Çıkarılan Metin -

Önceki Risale: Bakara 5: Müminlerin Hidayeti ve Felahıİşarat-ül İ'caz (Badıllı)Bakara 7: Kalplerin Mühürlenmesi: Sonraki Risale

اِنَّ الَّذِينَ كَفَرُوا سَوَاءٌ عَلَيْهِمْ ءَاَنْذَرْتَهُمْ اَمْ لَمْ تُنْذِرْهُمْ لاَ يُؤْمِنُونَ[değiştir]

Önceki ayetlerle münasebet[değiştir]

Bu ayetin önceki ayetle olan diziliş vechi:

Evvela bilmiş olasın ki: Zat-ı Ehad olan Cenab-ı Hak Teâlanın kendi ezelî âlem-i sıfatında iki çeşit tecellisi vardır; Celalî ve Cemalî tecellileri... İşte, bu iki tecellî ile ef’al sıfatı aleminde mütecellî olduğu zaman; lütuf ve kahr, hüsün ve heybet tezahür ederler.

Sonra, aynı bu iki tecellî ile fiiller alemine mün'atıf olup eğildiğinde; tahliye تَحْلِيَه ve tahliyye تَخْلِيَه tezyin ve tenzih fiilleri doğmaya başlarlar.

Sonra, bu iki tecellî, eserler aleminden alem-i uhreviye intiba' eyleyip tecellîye başladığında, lütuf, Cennet ve nur olarak.. Kahr dahi; Cehennem ve ateş şeklinde tecellî ederler.

Sonra, bu iki tecellî, zikir aleminde in'ikâs'a başlayınca, zikir; hamd ve tesbih olarak ikiye bölünüp ayrılırlar.

Sonra, bu ikisi, kelam aleminde temessül eylemeleriyle, kelam; emir ve nehiy olarak tenevvü' ederler.

Sonra, bu iki tecellî, irşad aleminde irtisam eylemeye başladığında, ikiye bölünerek, bir kısmı; terğip ve terhib.. diğer kısmı da, tebşir ve inzar olarak tezahür ederler.

Sonra, bu iki tecellî, vicdanlara yöneldiğinde; reca ve havf olarak doğmağa başlarlar.. Ve hakeza!..

Hem sonra, irşadın şeni; reca ve havf ortasında muvazeneyi idame ettirmektir ki; reca tarafı; kuvvelerini sarf etmek üzere kişiyi ona çalışmaya davet etsin. Havf yanı ise; onu, kendini gevşek ve serbest bırakmak suretiyle, haddi tecavüzden men'etmeye çağırsın ki, Rahmetten ümidini kesipte hasretkeş bir tarzda yerinede oturmuş olmasın. Aynı zamanda, azab-ı İlahîden emin olmakla, zulme ve laubaliliğe düşmesin.

Bir koleksiyondan kayıtlar -
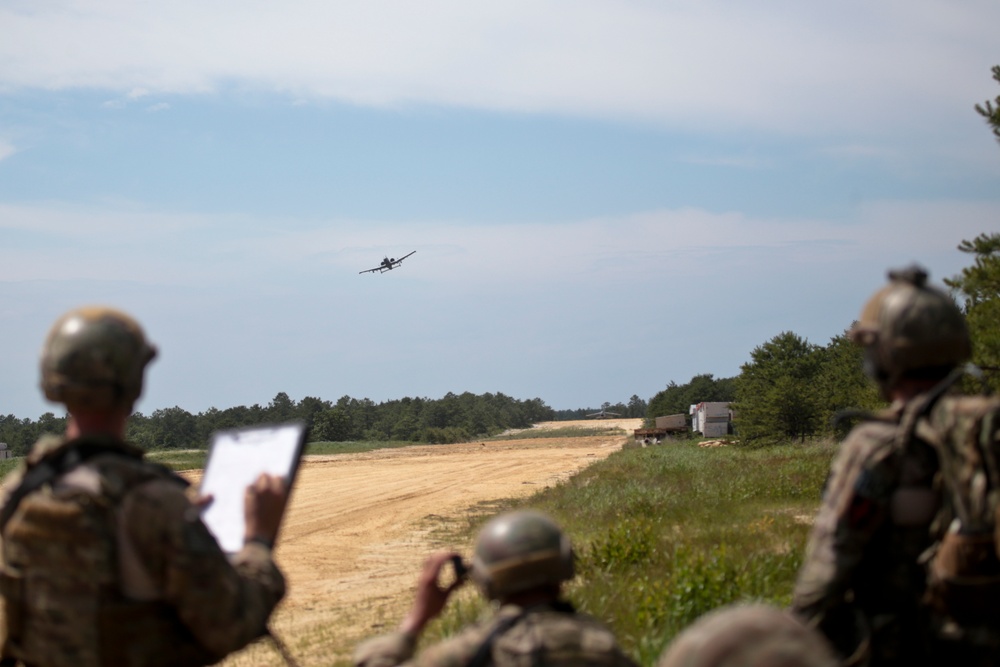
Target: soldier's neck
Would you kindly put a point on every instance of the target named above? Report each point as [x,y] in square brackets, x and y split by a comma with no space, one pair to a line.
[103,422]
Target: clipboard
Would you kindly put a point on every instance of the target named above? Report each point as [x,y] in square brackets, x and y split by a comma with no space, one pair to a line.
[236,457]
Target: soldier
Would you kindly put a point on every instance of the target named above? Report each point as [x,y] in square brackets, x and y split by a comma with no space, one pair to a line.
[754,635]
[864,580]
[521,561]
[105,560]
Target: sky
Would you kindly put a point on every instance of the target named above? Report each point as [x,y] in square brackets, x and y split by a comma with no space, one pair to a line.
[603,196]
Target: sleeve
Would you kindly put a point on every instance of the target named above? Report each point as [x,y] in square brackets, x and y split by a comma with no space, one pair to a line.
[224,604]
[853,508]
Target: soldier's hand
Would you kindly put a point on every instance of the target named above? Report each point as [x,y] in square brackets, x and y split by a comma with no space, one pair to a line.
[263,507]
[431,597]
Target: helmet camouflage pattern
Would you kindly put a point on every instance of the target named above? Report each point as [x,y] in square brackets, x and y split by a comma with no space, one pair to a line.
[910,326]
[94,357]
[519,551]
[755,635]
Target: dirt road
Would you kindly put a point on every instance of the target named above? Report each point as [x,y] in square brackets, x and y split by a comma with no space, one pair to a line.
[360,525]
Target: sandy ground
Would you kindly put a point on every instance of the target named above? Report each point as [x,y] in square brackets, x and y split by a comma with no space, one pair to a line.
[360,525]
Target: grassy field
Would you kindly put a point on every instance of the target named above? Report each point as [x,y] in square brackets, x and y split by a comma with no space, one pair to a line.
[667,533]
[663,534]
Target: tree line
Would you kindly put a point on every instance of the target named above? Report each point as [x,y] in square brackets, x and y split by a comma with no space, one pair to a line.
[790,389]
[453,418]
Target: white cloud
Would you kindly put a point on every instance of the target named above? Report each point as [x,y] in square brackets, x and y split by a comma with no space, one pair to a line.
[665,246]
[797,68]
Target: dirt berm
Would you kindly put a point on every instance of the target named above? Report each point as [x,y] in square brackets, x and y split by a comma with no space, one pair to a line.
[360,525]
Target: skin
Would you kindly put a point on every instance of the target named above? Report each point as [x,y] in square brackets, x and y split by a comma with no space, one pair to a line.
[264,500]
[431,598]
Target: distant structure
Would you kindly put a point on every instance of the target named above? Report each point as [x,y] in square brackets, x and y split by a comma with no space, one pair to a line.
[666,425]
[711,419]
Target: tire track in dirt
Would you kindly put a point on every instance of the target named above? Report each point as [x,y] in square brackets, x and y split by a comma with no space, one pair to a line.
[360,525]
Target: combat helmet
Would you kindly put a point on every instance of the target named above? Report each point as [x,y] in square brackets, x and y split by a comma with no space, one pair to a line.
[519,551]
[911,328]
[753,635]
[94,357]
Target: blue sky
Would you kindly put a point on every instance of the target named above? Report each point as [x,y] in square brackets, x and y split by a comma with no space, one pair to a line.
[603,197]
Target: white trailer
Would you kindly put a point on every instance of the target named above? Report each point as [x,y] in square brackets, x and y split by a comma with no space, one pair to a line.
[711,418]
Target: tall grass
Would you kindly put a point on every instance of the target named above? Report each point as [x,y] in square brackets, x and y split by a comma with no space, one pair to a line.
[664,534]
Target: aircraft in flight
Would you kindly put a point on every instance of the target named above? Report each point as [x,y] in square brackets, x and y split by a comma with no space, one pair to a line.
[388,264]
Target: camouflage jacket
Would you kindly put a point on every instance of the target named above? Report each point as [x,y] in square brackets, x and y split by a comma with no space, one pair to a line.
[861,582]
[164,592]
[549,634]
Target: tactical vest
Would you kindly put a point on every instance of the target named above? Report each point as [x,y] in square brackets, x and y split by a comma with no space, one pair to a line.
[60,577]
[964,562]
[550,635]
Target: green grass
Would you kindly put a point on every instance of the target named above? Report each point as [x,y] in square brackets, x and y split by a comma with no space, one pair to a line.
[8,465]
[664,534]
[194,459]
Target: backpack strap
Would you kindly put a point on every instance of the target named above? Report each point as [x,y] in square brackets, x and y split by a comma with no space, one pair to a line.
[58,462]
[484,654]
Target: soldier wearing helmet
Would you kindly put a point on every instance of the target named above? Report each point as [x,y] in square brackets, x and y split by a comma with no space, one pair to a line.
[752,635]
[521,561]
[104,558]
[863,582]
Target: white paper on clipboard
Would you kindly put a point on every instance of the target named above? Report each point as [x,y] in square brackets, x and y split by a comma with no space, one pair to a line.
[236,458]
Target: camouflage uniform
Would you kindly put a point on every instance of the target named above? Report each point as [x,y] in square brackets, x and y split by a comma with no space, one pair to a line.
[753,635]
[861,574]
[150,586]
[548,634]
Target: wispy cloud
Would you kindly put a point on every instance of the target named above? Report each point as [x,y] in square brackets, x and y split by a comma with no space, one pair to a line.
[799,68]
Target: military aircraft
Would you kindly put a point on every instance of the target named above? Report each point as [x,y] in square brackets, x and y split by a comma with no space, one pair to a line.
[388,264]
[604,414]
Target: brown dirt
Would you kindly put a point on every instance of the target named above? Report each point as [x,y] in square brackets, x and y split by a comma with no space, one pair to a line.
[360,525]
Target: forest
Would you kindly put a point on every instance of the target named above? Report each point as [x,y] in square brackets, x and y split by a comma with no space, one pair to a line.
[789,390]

Görev Yönergesi -
Çıkarılan metne göre iki tecellî vicdanlara yöneldiğinde ne olarak doğmaya başlar? Kayıtlar, metinden ayrı bir malzemedir.

Görev Yanıtı -
Reca ve havf olarak doğmaya başlar.